↓

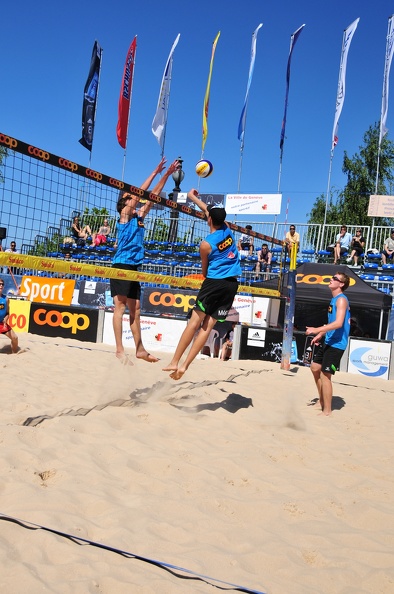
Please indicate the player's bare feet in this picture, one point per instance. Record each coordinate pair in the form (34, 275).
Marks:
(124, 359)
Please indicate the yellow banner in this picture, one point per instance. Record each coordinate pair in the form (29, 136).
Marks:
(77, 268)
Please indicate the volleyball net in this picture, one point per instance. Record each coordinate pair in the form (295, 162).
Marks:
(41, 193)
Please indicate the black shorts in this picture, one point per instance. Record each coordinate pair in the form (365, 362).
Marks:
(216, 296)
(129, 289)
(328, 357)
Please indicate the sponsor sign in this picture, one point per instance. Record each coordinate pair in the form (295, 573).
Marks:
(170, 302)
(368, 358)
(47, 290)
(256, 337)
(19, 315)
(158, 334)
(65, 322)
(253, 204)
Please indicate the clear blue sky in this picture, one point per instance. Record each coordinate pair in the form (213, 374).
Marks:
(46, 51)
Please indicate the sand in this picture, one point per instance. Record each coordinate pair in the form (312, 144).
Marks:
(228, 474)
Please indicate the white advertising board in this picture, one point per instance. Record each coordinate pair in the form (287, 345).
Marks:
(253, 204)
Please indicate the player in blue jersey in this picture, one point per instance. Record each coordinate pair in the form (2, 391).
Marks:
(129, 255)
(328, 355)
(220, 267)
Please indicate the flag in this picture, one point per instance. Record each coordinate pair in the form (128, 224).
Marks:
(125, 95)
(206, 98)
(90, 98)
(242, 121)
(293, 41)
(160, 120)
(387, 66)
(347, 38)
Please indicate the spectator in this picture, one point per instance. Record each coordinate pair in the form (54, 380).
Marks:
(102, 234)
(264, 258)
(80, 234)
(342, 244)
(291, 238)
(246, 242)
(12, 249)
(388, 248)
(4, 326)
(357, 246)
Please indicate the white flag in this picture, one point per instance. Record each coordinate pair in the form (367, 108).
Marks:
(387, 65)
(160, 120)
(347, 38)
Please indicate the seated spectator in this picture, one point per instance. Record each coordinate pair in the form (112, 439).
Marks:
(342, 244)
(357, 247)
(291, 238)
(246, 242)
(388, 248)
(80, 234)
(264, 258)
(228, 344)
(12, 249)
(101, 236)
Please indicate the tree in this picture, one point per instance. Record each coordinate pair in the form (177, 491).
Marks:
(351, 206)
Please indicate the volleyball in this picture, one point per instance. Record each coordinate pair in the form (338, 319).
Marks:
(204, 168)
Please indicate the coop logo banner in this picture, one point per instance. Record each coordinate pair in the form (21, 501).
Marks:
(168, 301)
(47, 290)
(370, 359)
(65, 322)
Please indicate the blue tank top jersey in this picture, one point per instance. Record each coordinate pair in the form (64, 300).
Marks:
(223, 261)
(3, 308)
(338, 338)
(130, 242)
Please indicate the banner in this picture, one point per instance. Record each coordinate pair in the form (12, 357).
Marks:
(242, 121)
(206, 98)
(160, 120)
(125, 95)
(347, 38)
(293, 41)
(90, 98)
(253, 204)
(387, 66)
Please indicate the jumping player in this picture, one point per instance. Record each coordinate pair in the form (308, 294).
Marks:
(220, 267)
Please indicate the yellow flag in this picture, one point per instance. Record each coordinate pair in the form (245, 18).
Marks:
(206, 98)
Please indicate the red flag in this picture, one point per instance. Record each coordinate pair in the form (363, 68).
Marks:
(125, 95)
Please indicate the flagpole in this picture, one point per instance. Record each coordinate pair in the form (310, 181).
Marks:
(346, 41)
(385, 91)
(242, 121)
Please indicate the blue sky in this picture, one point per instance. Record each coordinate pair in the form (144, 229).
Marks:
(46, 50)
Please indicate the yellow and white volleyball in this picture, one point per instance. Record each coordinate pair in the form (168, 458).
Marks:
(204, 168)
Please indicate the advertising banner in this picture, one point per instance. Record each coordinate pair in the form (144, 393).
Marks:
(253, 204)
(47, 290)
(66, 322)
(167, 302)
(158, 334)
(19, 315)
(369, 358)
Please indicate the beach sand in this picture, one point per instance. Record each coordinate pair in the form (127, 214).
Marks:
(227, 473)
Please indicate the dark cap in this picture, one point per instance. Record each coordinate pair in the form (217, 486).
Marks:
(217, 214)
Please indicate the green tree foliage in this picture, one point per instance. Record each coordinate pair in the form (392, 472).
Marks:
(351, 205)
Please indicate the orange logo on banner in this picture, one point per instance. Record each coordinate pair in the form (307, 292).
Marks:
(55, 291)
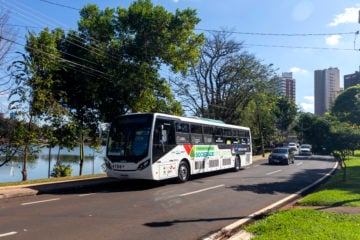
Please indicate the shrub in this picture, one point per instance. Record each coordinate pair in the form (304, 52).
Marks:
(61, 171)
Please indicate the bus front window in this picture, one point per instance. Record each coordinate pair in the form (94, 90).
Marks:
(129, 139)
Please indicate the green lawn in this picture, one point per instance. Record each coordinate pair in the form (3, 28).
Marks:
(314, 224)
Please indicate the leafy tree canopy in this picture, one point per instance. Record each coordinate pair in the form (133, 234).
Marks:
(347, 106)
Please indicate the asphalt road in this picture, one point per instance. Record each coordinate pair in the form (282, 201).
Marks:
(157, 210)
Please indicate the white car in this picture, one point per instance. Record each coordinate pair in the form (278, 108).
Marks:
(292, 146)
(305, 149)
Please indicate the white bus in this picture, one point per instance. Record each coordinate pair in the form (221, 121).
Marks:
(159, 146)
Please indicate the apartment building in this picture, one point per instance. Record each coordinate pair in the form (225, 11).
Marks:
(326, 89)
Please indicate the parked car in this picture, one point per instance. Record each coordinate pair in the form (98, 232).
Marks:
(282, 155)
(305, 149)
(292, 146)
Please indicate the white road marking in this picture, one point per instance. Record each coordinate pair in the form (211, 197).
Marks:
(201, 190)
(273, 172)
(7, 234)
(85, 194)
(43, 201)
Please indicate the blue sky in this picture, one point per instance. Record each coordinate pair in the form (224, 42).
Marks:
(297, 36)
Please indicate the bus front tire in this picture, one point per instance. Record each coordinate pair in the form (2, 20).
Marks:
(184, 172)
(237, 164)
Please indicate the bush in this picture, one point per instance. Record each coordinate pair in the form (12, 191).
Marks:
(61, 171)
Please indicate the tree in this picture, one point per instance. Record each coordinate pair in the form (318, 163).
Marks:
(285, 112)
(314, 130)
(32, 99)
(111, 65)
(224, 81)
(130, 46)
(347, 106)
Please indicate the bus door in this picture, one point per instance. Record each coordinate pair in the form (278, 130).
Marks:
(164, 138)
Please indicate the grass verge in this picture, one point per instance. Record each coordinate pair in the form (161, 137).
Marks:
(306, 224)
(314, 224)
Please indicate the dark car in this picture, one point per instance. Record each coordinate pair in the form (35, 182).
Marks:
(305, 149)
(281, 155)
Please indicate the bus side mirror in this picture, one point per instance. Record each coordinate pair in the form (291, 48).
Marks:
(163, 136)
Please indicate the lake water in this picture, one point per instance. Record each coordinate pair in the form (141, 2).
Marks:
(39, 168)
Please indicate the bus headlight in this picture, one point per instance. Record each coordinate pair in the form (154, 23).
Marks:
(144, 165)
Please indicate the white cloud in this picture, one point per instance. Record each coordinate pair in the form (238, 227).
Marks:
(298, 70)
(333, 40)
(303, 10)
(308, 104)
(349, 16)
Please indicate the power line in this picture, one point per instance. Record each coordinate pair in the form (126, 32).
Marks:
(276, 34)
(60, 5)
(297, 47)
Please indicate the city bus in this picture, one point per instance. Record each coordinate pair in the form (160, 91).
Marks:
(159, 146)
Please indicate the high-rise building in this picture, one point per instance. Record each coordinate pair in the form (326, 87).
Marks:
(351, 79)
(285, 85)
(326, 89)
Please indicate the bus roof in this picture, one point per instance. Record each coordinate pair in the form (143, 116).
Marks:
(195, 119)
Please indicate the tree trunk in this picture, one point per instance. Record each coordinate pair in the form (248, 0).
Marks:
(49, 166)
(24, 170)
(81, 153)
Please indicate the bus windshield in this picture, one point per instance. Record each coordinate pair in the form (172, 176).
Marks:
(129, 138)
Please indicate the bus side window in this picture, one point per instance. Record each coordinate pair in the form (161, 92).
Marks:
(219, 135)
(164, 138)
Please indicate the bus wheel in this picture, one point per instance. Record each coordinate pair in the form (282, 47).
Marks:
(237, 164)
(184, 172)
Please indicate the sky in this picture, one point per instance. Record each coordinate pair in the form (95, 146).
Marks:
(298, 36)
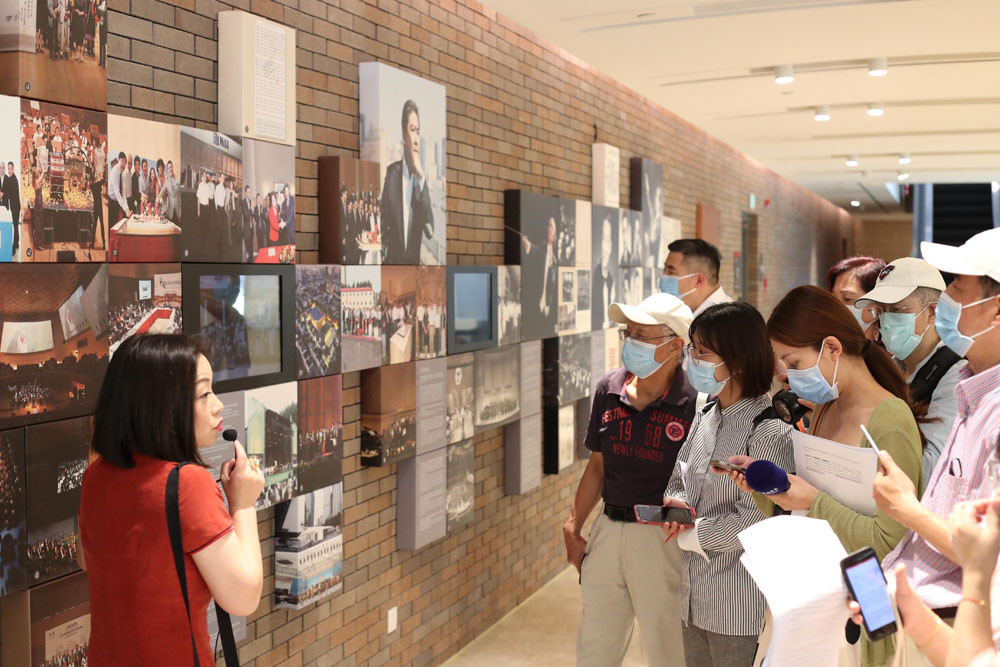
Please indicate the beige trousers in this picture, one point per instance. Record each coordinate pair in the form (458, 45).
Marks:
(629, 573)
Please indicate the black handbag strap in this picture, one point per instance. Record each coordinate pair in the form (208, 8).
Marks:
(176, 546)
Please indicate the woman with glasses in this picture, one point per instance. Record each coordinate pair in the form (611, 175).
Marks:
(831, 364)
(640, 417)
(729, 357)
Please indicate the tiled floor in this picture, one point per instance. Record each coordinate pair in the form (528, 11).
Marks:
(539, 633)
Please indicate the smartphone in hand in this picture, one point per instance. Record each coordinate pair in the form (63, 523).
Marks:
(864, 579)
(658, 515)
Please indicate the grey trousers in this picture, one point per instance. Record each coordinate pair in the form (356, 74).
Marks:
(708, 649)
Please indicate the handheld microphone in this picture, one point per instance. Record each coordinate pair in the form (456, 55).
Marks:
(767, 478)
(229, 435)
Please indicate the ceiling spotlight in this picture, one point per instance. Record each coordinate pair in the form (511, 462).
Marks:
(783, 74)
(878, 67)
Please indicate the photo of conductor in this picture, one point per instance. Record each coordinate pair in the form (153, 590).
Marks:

↑

■ EXERCISE AIM
In the records above, return only the line that contains "Please indicate the grey" and every line after it through the last, exactly as they appear.

■ EXERCISE ANSWER
Please indicate the grey trousers in this picture, one point per instance. Record each coordinate pair in the form (356, 74).
Marks:
(708, 649)
Please indicate the handheld microphone in this picture, one point per instance. Record each coordinate pair in the form (456, 55).
Marks:
(767, 478)
(229, 435)
Please indicate the ceiling spotlight in this picture, one point per instance. Record each coordinate pair in the form (511, 462).
Marks:
(783, 74)
(878, 67)
Please indicate the photo of conductor in this picture, one point per instance. Record each coordinate pair in the form (153, 590).
Marks:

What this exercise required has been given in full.